Entries from a point annotation set:

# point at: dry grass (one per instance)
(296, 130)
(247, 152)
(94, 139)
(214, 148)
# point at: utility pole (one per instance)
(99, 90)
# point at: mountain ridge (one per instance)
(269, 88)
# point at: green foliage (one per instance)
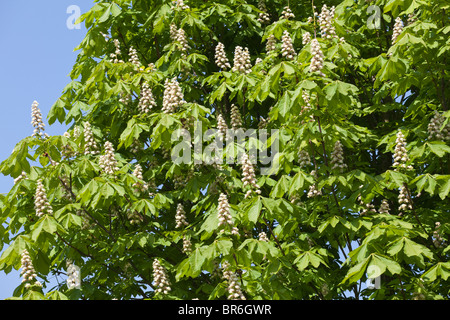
(113, 226)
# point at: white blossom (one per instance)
(236, 120)
(400, 153)
(306, 38)
(398, 29)
(403, 200)
(74, 276)
(223, 211)
(287, 13)
(90, 146)
(36, 121)
(146, 101)
(384, 208)
(115, 56)
(41, 203)
(326, 17)
(108, 162)
(249, 177)
(287, 48)
(173, 96)
(241, 62)
(180, 217)
(271, 43)
(317, 57)
(434, 128)
(160, 278)
(221, 57)
(28, 273)
(337, 157)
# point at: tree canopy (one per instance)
(353, 99)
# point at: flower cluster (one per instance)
(182, 40)
(180, 217)
(306, 38)
(222, 126)
(403, 200)
(287, 13)
(221, 58)
(28, 273)
(160, 276)
(262, 236)
(115, 56)
(326, 22)
(271, 43)
(146, 101)
(249, 178)
(313, 192)
(179, 4)
(234, 288)
(41, 203)
(317, 57)
(187, 245)
(236, 120)
(287, 48)
(90, 146)
(337, 157)
(241, 62)
(22, 176)
(223, 211)
(108, 162)
(263, 16)
(384, 207)
(304, 158)
(434, 128)
(400, 153)
(74, 276)
(173, 96)
(398, 29)
(134, 59)
(36, 121)
(139, 186)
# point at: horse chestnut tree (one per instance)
(360, 186)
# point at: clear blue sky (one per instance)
(36, 57)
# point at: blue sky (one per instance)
(35, 61)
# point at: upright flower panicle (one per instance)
(108, 162)
(326, 17)
(241, 62)
(221, 57)
(287, 48)
(41, 203)
(74, 276)
(249, 177)
(180, 217)
(400, 153)
(160, 277)
(317, 57)
(236, 120)
(28, 273)
(146, 101)
(337, 157)
(287, 13)
(36, 121)
(90, 146)
(398, 29)
(173, 96)
(271, 43)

■ Problem to solve: Reproduce each record from above exactly; pictures do not belong in the copy.

■ The response:
# point at: dry grass (one per instance)
(296, 130)
(247, 152)
(94, 139)
(214, 148)
# point at: utility pole (one per instance)
(99, 90)
# point at: mountain ridge (one per instance)
(269, 88)
# point at: green foliage (one per instance)
(113, 226)
# point at: white blossom (one per instance)
(236, 120)
(400, 153)
(306, 38)
(398, 29)
(403, 200)
(74, 276)
(223, 211)
(287, 13)
(90, 146)
(36, 121)
(146, 101)
(384, 208)
(115, 56)
(41, 203)
(326, 17)
(108, 162)
(249, 177)
(287, 48)
(173, 96)
(241, 62)
(180, 217)
(271, 43)
(317, 57)
(434, 128)
(160, 278)
(221, 57)
(28, 273)
(337, 157)
# point at: tree canopy (one per instance)
(353, 99)
# point at: flower cluster (one per instance)
(182, 40)
(180, 217)
(306, 38)
(222, 126)
(403, 200)
(287, 13)
(221, 58)
(28, 273)
(160, 276)
(262, 236)
(115, 56)
(326, 22)
(271, 43)
(146, 101)
(249, 178)
(313, 192)
(179, 4)
(234, 288)
(41, 203)
(317, 57)
(187, 245)
(236, 120)
(287, 48)
(90, 146)
(337, 157)
(241, 62)
(22, 176)
(223, 211)
(108, 162)
(263, 16)
(384, 207)
(304, 158)
(434, 128)
(400, 153)
(74, 276)
(173, 96)
(398, 29)
(134, 59)
(36, 121)
(139, 186)
# point at: horse chestnut tree (one per instance)
(360, 186)
# point at: clear blue sky (one per instance)
(36, 57)
# point at: blue sky (one per instance)
(35, 61)
# point at: upright flower panicle (one per instance)
(108, 162)
(326, 17)
(241, 62)
(221, 57)
(287, 48)
(41, 203)
(74, 276)
(249, 177)
(180, 217)
(400, 153)
(160, 277)
(317, 57)
(236, 120)
(28, 273)
(146, 101)
(337, 157)
(287, 13)
(36, 121)
(90, 146)
(398, 29)
(173, 96)
(271, 43)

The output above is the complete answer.